We’ve said it before and we’ll say it again – 2020 has been a difficult year for the Italian wine industry.
Of course, we have the pandemic to thank for that, in large part. And though the industry did a great job of getting back onto its feet after the initial spate of lockdowns, there’s no denying that the pandemic had its effects, just like it has on all types of businesses over the last few months.
However, even before the pandemic occurred, there were predictions that stated that 2020’s Italian wine harvest wouldn’t be as fruitful as those of previous years.
Now that the harvest is underway, we have some more solid figures. And while these figures may seem to be distressing at first glance, there’s a definite silver lining that runs through them.
A Smaller Harvest
Predictions made at the beginning of the year appear to be true. The Italian wine industry will produce about 5% less wine than it did in 2019.
In this case, the pandemic is not the cause. In fact, the industry made this prediction much earlier in the year due to a number of factors that might affect production. Principally, these factors came down to the climate. We’ve already written, at length, about the effects of climate change on grape production.
In 2020, we’re seeing those effects in action.
Unseasonable weather has a lot to answer for in terms of the diminished production levels. Frosty patches in some areas of the country did a lot to limit the growth of certain types of grape. And the result is that the industry, as a whole, will produce about 45 million hectolitres of wine in 2020.

◆ **Using the information**
1 – Copy the text on the Italian wine harvest, starting at the words "Unseasonable weather has" and stopping after "wine in 2020.", and change "Unseasonable weather" to "Irregular weather".
2 – According to the Italian wine harvest text, how much wine will the industry produce in 2020?
You won't need the data.

(Dataset entries)

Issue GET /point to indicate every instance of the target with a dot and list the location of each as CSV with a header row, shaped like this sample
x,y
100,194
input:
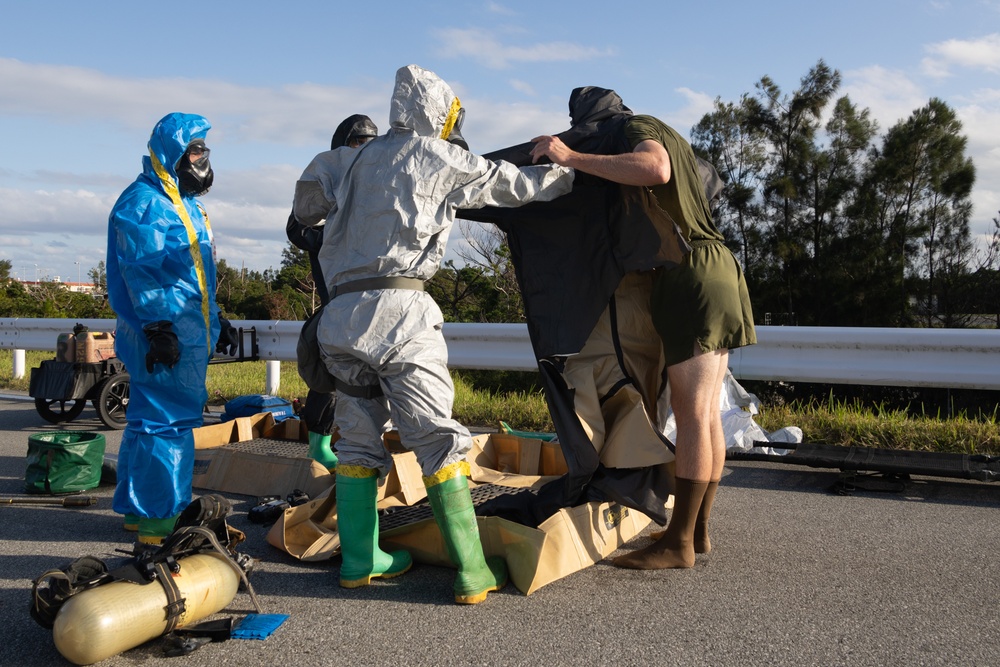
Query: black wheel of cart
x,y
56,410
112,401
==
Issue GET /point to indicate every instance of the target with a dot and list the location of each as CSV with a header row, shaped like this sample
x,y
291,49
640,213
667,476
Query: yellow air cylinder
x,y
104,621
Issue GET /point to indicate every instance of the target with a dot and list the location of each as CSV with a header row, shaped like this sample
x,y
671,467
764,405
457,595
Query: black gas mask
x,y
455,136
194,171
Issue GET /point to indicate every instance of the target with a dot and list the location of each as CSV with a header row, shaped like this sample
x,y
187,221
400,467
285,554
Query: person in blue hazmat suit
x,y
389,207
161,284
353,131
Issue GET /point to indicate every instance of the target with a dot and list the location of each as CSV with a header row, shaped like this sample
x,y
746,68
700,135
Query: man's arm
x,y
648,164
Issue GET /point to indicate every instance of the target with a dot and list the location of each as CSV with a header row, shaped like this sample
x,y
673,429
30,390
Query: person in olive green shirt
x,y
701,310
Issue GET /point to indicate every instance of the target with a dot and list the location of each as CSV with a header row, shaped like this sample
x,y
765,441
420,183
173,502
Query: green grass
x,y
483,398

◆ **Results of the tasks**
1 –
Irregular weather has a lot to answer for in terms of the diminished production levels. Frosty patches in some areas of the country did a lot to limit the growth of certain types of grape. And the result is that the industry, as a whole, will produce about 45 million hectolitres of wine in 2020.

2 – About 45 million hectoliters.